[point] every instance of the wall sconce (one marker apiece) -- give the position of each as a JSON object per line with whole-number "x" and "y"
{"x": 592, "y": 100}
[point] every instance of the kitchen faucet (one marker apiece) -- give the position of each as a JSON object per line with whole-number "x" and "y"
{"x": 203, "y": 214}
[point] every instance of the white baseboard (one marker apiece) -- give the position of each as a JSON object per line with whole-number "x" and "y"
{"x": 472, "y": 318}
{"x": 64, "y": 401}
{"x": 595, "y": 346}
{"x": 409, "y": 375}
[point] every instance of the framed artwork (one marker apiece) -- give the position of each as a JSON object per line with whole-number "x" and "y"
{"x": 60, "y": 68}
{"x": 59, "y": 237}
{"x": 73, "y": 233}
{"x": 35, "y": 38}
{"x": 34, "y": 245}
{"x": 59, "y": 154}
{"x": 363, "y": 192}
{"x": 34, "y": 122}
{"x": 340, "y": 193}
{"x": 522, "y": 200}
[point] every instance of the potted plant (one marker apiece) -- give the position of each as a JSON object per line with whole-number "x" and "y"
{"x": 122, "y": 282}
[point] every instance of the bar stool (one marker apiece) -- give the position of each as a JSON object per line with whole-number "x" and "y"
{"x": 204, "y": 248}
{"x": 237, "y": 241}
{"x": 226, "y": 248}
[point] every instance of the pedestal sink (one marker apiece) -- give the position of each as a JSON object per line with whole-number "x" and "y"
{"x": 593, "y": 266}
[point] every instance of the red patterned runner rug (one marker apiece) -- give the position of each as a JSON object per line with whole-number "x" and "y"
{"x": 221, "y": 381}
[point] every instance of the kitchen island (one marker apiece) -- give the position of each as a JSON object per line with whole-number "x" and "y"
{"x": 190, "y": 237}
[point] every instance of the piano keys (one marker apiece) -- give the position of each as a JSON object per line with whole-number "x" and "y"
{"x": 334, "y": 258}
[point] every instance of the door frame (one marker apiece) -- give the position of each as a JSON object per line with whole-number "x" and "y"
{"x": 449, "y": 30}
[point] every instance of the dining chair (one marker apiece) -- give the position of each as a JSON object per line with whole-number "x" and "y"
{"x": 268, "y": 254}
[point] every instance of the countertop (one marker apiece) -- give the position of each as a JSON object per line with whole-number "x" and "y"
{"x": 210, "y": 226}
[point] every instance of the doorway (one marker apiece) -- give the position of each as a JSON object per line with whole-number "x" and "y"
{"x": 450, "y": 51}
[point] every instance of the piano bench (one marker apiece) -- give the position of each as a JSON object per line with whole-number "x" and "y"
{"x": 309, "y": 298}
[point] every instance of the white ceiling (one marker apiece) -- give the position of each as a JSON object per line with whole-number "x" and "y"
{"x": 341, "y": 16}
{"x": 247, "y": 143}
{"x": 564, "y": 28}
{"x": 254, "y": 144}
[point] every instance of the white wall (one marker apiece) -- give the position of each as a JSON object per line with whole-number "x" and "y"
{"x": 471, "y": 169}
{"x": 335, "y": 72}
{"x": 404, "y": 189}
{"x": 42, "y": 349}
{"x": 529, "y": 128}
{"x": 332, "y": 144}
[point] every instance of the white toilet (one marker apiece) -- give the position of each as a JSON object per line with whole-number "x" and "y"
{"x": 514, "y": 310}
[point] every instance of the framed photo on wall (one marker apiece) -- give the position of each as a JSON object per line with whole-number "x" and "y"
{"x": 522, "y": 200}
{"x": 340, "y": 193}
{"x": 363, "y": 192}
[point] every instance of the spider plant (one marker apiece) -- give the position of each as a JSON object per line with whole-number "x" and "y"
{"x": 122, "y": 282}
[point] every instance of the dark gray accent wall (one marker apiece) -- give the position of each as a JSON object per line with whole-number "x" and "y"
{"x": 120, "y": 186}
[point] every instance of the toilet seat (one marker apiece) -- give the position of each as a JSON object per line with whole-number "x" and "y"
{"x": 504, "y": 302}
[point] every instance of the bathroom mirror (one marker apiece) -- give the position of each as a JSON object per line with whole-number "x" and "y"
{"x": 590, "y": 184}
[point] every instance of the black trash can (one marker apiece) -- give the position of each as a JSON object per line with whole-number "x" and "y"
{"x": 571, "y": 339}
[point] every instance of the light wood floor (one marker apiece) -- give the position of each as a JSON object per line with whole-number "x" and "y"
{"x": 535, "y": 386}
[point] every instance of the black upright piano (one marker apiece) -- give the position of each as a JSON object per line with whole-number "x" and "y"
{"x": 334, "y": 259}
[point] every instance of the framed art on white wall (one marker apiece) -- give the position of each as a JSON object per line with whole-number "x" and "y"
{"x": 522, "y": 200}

--

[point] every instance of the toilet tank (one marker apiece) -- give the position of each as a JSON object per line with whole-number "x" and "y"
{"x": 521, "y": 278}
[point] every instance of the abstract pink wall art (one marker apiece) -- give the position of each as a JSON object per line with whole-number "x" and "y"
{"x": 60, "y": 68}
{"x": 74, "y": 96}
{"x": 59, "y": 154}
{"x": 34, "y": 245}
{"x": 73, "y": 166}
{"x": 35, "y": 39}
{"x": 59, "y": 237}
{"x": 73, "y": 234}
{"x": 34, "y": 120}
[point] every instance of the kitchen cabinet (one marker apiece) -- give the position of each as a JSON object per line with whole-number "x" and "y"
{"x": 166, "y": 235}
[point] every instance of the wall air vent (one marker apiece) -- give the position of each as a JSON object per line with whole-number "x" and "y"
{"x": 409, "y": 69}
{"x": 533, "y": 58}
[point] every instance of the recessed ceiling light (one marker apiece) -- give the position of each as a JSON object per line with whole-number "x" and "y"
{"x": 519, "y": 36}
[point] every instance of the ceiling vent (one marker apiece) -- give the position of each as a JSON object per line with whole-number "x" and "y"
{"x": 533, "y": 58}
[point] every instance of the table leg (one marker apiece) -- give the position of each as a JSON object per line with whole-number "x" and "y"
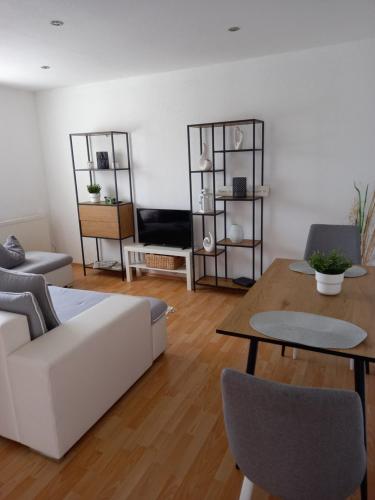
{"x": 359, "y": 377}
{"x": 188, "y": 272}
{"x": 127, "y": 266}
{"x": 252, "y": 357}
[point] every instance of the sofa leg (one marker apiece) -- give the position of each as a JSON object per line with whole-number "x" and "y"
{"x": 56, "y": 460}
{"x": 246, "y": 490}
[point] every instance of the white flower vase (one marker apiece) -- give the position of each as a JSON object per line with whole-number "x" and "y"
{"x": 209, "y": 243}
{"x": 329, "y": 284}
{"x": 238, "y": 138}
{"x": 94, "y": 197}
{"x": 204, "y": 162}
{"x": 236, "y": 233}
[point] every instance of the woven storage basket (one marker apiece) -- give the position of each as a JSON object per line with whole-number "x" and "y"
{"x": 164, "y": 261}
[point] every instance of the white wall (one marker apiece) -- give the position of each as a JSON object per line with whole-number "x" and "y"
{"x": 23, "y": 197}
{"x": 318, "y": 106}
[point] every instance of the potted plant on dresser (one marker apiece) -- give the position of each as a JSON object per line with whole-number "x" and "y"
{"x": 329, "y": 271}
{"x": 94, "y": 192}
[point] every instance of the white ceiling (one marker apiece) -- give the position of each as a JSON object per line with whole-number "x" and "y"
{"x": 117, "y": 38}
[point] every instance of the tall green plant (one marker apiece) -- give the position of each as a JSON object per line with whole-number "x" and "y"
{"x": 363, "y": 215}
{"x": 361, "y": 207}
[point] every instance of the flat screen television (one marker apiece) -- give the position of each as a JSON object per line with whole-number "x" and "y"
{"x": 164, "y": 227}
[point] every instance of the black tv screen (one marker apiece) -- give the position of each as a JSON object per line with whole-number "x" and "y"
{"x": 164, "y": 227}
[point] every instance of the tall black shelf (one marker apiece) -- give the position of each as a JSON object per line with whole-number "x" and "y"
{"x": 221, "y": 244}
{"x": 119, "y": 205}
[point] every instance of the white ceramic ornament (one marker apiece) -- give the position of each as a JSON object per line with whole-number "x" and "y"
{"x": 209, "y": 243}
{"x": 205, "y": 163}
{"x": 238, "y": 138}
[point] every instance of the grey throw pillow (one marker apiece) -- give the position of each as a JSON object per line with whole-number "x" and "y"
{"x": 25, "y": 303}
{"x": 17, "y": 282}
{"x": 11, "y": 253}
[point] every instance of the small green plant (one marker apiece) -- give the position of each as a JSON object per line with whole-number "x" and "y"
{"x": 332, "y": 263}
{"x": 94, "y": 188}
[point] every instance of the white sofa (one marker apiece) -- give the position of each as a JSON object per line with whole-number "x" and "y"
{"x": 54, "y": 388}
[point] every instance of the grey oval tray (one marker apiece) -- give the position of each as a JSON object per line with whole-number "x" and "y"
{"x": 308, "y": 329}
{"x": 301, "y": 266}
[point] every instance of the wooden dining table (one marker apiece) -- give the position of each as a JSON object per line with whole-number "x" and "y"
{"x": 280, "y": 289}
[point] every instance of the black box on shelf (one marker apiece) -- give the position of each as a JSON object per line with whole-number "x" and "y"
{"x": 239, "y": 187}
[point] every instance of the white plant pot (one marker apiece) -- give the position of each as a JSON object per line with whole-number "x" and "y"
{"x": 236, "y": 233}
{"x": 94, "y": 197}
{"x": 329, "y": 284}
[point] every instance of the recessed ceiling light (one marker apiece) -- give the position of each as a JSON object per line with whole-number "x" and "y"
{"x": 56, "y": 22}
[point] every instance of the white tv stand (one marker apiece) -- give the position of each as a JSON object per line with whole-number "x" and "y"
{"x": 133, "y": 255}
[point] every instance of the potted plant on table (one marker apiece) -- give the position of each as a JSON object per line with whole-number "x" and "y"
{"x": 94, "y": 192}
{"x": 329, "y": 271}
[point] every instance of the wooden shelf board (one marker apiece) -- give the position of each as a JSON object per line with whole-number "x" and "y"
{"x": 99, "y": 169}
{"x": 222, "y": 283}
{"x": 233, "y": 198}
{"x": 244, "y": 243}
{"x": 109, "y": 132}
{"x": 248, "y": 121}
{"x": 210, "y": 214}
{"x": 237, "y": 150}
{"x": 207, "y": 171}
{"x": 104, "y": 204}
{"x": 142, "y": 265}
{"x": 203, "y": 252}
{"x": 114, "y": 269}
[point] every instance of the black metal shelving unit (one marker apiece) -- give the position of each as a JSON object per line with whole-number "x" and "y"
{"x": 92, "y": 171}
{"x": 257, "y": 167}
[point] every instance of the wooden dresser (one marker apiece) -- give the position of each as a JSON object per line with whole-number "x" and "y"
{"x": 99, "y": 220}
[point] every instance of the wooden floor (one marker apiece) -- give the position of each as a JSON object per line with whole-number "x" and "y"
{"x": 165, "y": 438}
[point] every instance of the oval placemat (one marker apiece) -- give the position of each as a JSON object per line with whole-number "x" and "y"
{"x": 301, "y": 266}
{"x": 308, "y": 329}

* _What is being asked_:
List every line in the rows above that contains the word "shelf", treating uppercase and lowercase as different.

* _Response to the task_:
[point] every instance of the tall black shelf (one marker apiece) -- give the position of each as a JSON object per line with whole-number "x" and "y"
[point] every instance of the black box on shelf (one marker apiece) -- give the position of each as a JSON object per line with whole-number "x" and "y"
[point] every instance of the wooden shelf board (one marker apiece) -- give the position of each as a JSON object per line with whole-number "x" and "y"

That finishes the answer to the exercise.